### AVAILABLE DATA
#####
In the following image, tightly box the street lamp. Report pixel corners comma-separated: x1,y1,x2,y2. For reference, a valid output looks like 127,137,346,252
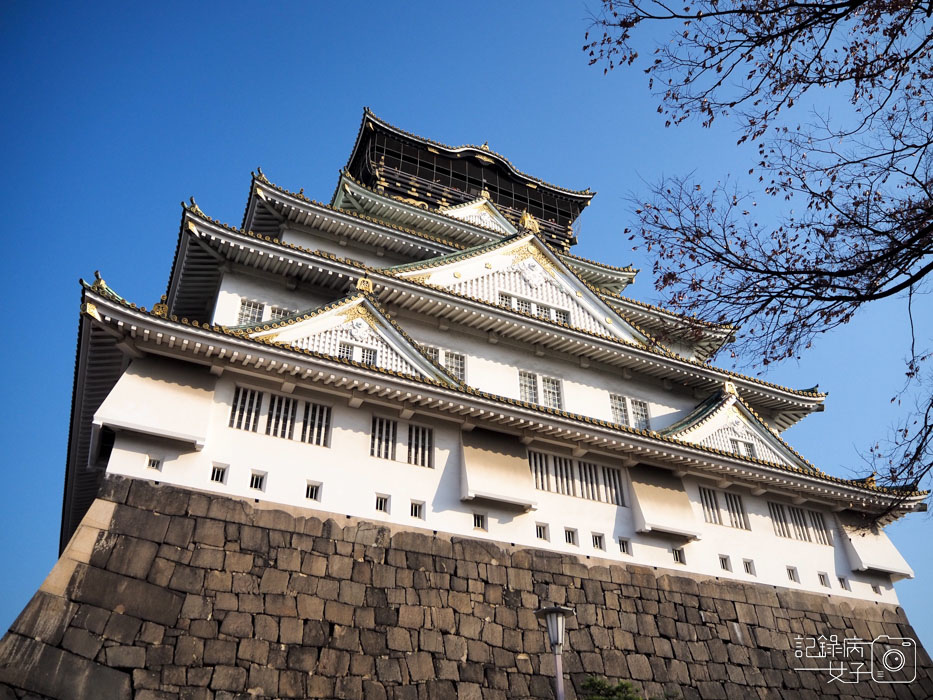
535,605,576,700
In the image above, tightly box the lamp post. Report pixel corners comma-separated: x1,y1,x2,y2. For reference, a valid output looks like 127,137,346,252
535,605,575,700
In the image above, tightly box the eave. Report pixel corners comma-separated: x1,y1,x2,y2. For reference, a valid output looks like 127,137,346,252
179,216,827,428
80,285,927,518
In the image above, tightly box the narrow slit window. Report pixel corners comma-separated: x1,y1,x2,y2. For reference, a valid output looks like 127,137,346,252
229,386,263,432
407,424,434,468
473,513,486,530
265,394,298,440
818,572,830,588
147,457,162,471
768,502,791,538
592,533,605,550
723,492,750,530
788,506,812,542
305,482,321,501
300,402,331,447
719,555,731,572
249,471,266,491
808,510,831,546
375,495,389,513
838,577,851,591
210,465,227,484
370,416,398,460
529,451,551,491
672,547,686,565
410,501,424,519
535,523,548,540
786,566,799,583
618,538,631,555
564,528,578,546
743,559,756,576
699,486,722,525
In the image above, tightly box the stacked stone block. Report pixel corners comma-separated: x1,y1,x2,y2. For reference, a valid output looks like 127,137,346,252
0,475,930,699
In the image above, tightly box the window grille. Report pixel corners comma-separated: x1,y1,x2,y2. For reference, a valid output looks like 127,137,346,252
249,472,265,491
535,523,548,540
730,438,757,459
788,506,812,542
519,370,538,403
723,492,750,530
497,292,512,308
630,399,650,430
672,548,685,564
838,577,851,591
554,309,570,324
410,501,424,519
338,342,353,360
360,347,377,365
768,502,791,538
305,482,321,501
579,462,600,501
375,495,389,513
529,451,550,491
602,466,625,505
269,306,293,321
719,555,731,571
553,456,576,496
541,376,563,409
808,510,831,545
210,465,226,483
147,457,162,471
592,533,605,550
535,305,550,320
444,352,465,381
407,424,434,468
564,529,577,545
818,572,830,588
609,394,629,425
370,417,397,460
515,298,532,314
786,567,799,583
743,559,756,576
265,394,298,440
300,402,331,447
699,486,722,525
237,299,264,325
473,513,486,530
618,538,631,555
421,344,440,362
229,386,263,432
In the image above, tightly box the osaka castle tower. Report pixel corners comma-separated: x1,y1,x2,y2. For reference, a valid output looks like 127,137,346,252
3,109,930,700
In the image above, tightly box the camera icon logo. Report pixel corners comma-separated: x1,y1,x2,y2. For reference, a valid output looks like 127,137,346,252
871,635,916,683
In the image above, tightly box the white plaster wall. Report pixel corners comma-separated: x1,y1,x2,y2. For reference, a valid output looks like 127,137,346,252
280,228,414,270
212,272,335,327
102,371,898,604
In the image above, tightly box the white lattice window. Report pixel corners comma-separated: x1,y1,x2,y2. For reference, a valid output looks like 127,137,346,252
788,506,812,541
444,352,465,381
305,482,321,501
768,502,791,538
265,394,299,440
609,394,629,425
338,342,353,360
210,464,227,484
699,486,722,525
808,510,832,546
300,402,331,447
536,523,549,540
375,494,389,513
410,501,424,519
554,309,570,325
723,493,750,530
541,377,563,409
592,533,605,550
420,344,440,362
610,394,650,430
564,528,577,546
519,370,538,404
407,424,434,468
269,306,294,321
370,417,398,460
515,298,532,314
229,387,263,432
499,292,571,324
360,347,377,365
249,471,266,491
630,399,650,430
730,438,757,459
237,299,264,325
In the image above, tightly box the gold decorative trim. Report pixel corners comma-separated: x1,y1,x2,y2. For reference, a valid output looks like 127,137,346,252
82,302,101,321
724,381,738,396
510,244,555,276
340,303,379,330
475,153,494,164
356,276,374,293
518,210,540,233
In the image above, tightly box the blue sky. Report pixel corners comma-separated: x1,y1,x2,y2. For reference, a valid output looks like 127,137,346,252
1,1,929,649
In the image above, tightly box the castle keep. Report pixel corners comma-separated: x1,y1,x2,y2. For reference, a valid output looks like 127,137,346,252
1,110,929,698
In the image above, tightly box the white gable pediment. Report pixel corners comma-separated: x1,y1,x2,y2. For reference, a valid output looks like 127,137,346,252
394,235,648,345
439,198,516,235
249,297,454,384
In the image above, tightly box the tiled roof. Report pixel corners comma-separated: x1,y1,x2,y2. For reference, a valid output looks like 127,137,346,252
81,279,923,500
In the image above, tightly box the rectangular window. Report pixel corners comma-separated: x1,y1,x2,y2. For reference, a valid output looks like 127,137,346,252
788,506,812,542
630,399,650,430
818,572,830,588
444,352,465,381
519,370,538,404
699,486,722,525
730,438,757,459
497,292,512,308
269,306,293,321
370,417,398,460
672,547,686,565
237,299,264,325
529,451,550,491
618,538,631,555
375,495,389,513
515,298,532,314
265,394,298,440
609,394,629,425
541,376,563,409
338,342,353,360
249,471,266,491
536,523,549,540
210,465,227,484
564,528,578,546
147,457,162,471
528,452,625,505
743,559,756,576
473,513,486,530
592,533,605,550
229,386,263,432
300,402,331,447
578,462,600,501
410,501,424,519
305,482,321,501
360,347,378,365
768,502,791,538
723,492,750,530
553,456,576,496
808,510,831,546
602,466,625,506
786,566,799,583
407,424,434,468
838,577,851,591
421,344,440,362
719,555,731,572
554,309,570,325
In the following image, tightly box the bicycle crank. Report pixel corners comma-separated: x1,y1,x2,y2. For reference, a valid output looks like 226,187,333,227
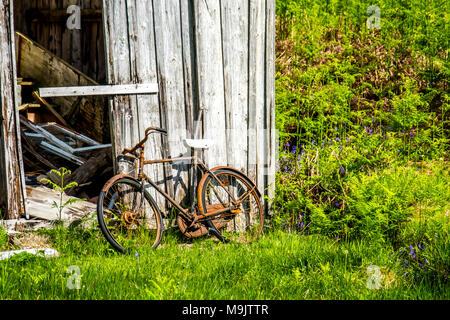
122,211,138,225
176,215,209,238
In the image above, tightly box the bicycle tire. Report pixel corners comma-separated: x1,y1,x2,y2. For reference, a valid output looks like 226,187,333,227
97,176,164,253
197,168,264,243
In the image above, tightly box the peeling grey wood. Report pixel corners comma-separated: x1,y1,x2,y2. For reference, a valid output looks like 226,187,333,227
193,0,227,169
26,186,96,222
221,0,249,174
0,0,27,219
126,0,167,209
179,0,197,206
103,0,134,154
248,0,267,208
38,83,159,97
153,0,189,204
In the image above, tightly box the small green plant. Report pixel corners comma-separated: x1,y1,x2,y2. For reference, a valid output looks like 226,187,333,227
0,226,8,251
40,168,86,223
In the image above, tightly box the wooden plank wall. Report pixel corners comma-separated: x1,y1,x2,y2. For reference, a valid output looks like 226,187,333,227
13,0,105,83
103,0,276,213
0,0,27,219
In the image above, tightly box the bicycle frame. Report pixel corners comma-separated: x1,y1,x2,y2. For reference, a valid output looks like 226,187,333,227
128,146,241,223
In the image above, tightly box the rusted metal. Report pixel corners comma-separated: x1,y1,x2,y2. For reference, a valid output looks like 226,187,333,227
101,174,135,192
176,214,208,238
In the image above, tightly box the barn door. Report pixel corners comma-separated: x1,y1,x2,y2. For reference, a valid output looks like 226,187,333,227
0,0,27,219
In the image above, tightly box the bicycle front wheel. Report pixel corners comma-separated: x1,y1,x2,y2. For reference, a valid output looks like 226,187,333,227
97,176,163,253
198,169,264,244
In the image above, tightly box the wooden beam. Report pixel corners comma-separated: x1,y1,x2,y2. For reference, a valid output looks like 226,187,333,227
0,0,28,219
19,103,41,111
32,91,70,127
39,83,159,98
#####
### BRIEF
All entries should be given again exactly, except that pictures are to be excluded.

### RESPONSE BOX
In the following image, tightly box the street lamp. Report pixel corners comma-separated: x1,y1,x2,y2. For reference, a valid output looks like 127,137,346,252
535,605,576,700
In the image above, tightly box the lamp post. Report pixel corners comma-separated: x1,y1,x2,y2. For reference, a valid output looks like 127,137,346,252
535,605,575,700
In the image above, tightly box the eave. Report pixel corners comma-separated: x1,y1,x2,y2. For reference, a valid output looks like 127,137,346,252
179,216,827,428
80,285,927,518
In the image above, tightly box the narrow slit window. Report pixel corners comma-separated: x1,y1,x2,y2. For reference, a valid output looks like 127,137,346,252
229,386,263,432
407,424,434,468
473,513,486,530
265,394,298,440
818,572,830,588
147,457,162,471
768,502,791,538
592,533,605,550
723,492,750,530
788,506,812,542
305,482,321,501
300,402,331,447
719,555,731,572
249,471,266,491
808,510,831,546
375,495,389,513
838,577,851,591
210,465,227,484
370,416,398,460
529,451,551,491
672,547,686,565
410,501,424,519
535,523,548,540
786,566,799,583
618,538,631,555
564,528,578,546
743,559,756,576
699,486,722,525
In the image above, tightly box the stacked stone block. Report pixel corners comma-separated: x1,y1,x2,y2. For reference, a valid output looks like 127,137,346,252
0,475,930,699
In the image above, tightly box the window grille. Report pixel corners comma-separated: x1,y1,x2,y2. For reference, a valid output looks like 127,137,346,252
249,472,265,491
535,523,548,540
730,438,757,459
788,506,812,542
519,370,538,403
723,492,750,530
497,292,512,308
630,399,650,430
672,548,685,564
838,577,851,591
554,309,570,324
410,501,424,519
338,342,353,360
360,347,377,365
768,502,791,538
305,482,321,501
579,462,600,501
375,495,389,513
529,451,550,491
602,466,625,505
269,306,293,321
719,555,731,571
553,456,576,496
541,376,563,409
808,510,831,545
210,465,226,483
147,457,162,471
592,533,605,550
535,305,550,320
444,352,465,381
407,424,434,468
564,529,577,545
818,572,830,588
609,394,629,425
370,417,397,460
515,298,532,314
786,567,799,583
743,559,756,576
265,394,298,440
300,402,331,447
699,486,722,525
237,299,264,325
473,513,486,530
618,538,631,555
421,344,440,362
229,386,263,432
In the image above, tightly box the osaka castle tower. Report pixel corners comma-separated: x1,y1,x2,y2. For reference, a valid output looks like 127,137,346,252
3,109,930,700
In the image above, tightly box the camera icon logo. Report pixel corners comma-separated: x1,y1,x2,y2. For reference, a valid output looks like 127,137,346,252
871,635,916,683
In the image above, tightly box the white plaster wall. Report pixel corners comma-separated: x1,y1,x2,y2. For reference, a valid output looks like 127,137,346,252
280,228,414,270
212,272,335,327
102,371,898,604
In the image above, tightly box the white lattice window. Report pixel corners comma-separated: x1,y1,x2,y2. For reference, a valid output looks like 127,137,346,252
788,506,812,541
444,352,465,381
305,482,321,501
768,502,791,538
265,394,299,440
609,394,629,425
338,342,353,360
210,464,227,484
699,486,722,525
808,510,832,546
300,402,331,447
536,523,549,540
375,494,389,513
410,501,424,519
554,309,570,325
723,493,750,530
541,377,563,409
592,533,605,550
420,344,440,362
610,394,650,430
564,528,577,546
519,370,538,404
407,424,434,468
269,306,294,321
370,417,398,460
515,298,532,314
229,387,263,432
499,292,571,324
360,347,377,365
249,471,266,491
630,399,650,430
730,438,757,459
237,299,264,325
In the image above, tightly box the gold decorative trim. Report pixel corners comma-separated: x1,y1,x2,y2. For reference, a valid output looks like 127,137,346,252
82,302,101,321
724,381,738,396
510,244,555,276
340,303,379,330
475,153,494,164
356,276,374,293
518,210,540,233
In the image above, tightly box the blue sky. Report pixel corners comma-separated: x1,y1,x2,y2. For reference, a valid output looks like 127,137,346,252
1,1,929,649
In the image above, tightly box the castle keep. Report pixel corners comma-separated: x1,y1,x2,y2. For reference, a valid output looks like 127,137,346,252
1,110,929,698
In the image above, tightly box the white gable pediment. Report pixel corners comma-separated: x1,y1,x2,y2. For reference, a valid output looks like 127,137,346,252
394,235,648,345
439,198,516,235
249,297,454,384
In the image above, tightly box the tiled roof. Report pixel corners comma-separated: x1,y1,x2,y2. For reference, a valid output looks like 127,137,346,252
81,279,923,500
In the image above, tightly box the rectangular window. Report pixel corners comma-separated: x1,y1,x2,y2. For reference, a valid output looks like 127,137,346,252
788,506,812,542
630,399,650,430
818,572,830,588
444,352,465,381
519,370,538,404
699,486,722,525
730,438,757,459
497,292,512,308
269,306,293,321
370,417,398,460
672,547,686,565
237,299,264,325
529,451,550,491
618,538,631,555
375,495,389,513
515,298,532,314
265,394,298,440
609,394,629,425
541,376,563,409
338,342,353,360
249,471,266,491
536,523,549,540
210,465,227,484
564,528,578,546
147,457,162,471
528,452,625,505
743,559,756,576
473,513,486,530
592,533,605,550
229,386,263,432
300,402,331,447
578,462,600,501
410,501,424,519
305,482,321,501
360,347,378,365
768,502,791,538
723,492,750,530
553,456,576,496
808,510,831,546
602,466,625,506
786,566,799,583
407,424,434,468
838,577,851,591
421,344,440,362
719,555,731,572
554,309,570,325
In the following image, tightly box the bicycle crank. Report pixel corners comma-separated: x1,y1,x2,y2. For reference, a valid output looks like 226,187,333,227
122,211,138,225
176,215,209,238
In the image above, tightly box the bicycle tire. Report pixel corners comma-separated: x1,y1,x2,y2. For reference, a valid output looks like 226,187,333,227
97,176,164,253
197,168,264,243
In the image above, tightly box the peeling grey wood. Report pixel corners comma-separated: x1,y1,x2,y2. For reference, a valid output looks like 226,187,333,227
193,0,227,169
26,186,96,222
221,0,249,174
0,0,27,219
126,0,167,209
179,0,197,206
103,0,134,154
248,0,267,208
38,83,159,97
153,0,189,204
In the image above, tightly box the small green plant. Report pixel corners comma-separated: x1,y1,x2,y2. For reference, a valid output looks like 226,187,333,227
0,226,8,251
40,168,86,223
In the image above, tightly box the wooden plank wall. Report pixel corners comma-separated: x1,y1,x2,y2. For reference, a valid output looks like 226,187,333,227
13,0,105,83
103,0,276,213
0,0,27,219
In the image above, tightly box the bicycle frame. Report pixel corners comma-separated: x1,y1,x2,y2. For reference, a valid output looks like 226,187,333,227
128,146,241,223
In the image above, tightly box the rusted metal. Report pixel corners comma-separated: x1,y1,x2,y2. For reference, a valid output looks like 226,187,333,227
101,174,135,192
176,214,208,238
In the image above, tightly box the barn door. Report pixel corners comma-separated: x1,y1,x2,y2. For reference, a valid output looks like 226,187,333,227
0,0,27,219
In the image above, tightly box the bicycle front wheel. Report pixel corners comma-separated: x1,y1,x2,y2. For reference, a valid output looks like 226,187,333,227
97,176,163,253
198,169,264,244
In the image above, tightly box the wooden beam. Report pixel corners comma-separated: x1,y1,x2,y2. For reference, a valid output looks like 226,187,333,227
0,0,28,219
19,103,41,111
32,91,70,127
39,83,159,98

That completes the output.